─── EXERCISE DATA
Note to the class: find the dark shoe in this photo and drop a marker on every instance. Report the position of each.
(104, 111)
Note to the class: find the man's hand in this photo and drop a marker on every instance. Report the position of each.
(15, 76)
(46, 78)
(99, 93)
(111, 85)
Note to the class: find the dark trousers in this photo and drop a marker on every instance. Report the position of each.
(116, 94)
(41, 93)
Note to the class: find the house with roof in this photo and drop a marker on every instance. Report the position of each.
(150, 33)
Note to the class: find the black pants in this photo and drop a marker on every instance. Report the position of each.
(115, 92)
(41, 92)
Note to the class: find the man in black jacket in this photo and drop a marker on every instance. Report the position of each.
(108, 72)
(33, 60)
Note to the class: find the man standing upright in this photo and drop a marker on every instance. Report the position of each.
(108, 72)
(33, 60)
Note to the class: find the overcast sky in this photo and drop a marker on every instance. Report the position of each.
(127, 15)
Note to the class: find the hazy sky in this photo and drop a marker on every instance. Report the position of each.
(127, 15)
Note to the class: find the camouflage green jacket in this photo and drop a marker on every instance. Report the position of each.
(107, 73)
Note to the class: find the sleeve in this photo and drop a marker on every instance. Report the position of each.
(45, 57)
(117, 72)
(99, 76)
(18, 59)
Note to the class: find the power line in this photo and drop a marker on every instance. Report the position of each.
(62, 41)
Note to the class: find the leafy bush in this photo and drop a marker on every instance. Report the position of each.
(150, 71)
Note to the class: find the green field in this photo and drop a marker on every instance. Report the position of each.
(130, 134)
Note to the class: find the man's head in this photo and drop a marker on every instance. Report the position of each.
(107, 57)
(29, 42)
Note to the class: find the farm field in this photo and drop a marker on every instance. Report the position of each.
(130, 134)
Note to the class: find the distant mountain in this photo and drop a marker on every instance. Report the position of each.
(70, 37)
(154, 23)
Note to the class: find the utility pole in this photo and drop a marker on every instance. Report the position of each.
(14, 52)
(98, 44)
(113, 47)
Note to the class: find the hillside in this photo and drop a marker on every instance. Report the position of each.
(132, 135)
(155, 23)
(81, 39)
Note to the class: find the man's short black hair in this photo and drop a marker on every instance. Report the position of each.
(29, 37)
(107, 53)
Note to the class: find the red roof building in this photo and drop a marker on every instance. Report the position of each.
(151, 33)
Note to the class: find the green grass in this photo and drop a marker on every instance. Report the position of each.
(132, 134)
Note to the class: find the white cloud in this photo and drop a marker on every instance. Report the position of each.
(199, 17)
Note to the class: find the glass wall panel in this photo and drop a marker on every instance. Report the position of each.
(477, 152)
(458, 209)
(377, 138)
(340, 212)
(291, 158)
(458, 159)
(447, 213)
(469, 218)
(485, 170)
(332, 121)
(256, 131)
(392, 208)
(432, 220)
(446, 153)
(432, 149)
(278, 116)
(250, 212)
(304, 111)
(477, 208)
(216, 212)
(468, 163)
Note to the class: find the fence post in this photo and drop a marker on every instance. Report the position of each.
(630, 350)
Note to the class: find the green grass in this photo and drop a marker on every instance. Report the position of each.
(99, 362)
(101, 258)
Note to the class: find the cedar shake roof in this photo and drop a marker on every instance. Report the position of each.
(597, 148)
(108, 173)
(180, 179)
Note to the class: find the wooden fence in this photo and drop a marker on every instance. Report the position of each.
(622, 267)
──────
- [PROBLEM]: Copy out the lines above word for word, starting at the line containing "Note to the class: find the cedar" and ending at the last line of the records.

- [WORKED ANSWER]:
Note to the class: find the cedar shake roof in this photo and drop a marker on every instance. Report the position of each.
(597, 148)
(108, 173)
(180, 179)
Note to the class: find the wooden fence in this photo and drop a marker on every instance. Report the position of each.
(622, 267)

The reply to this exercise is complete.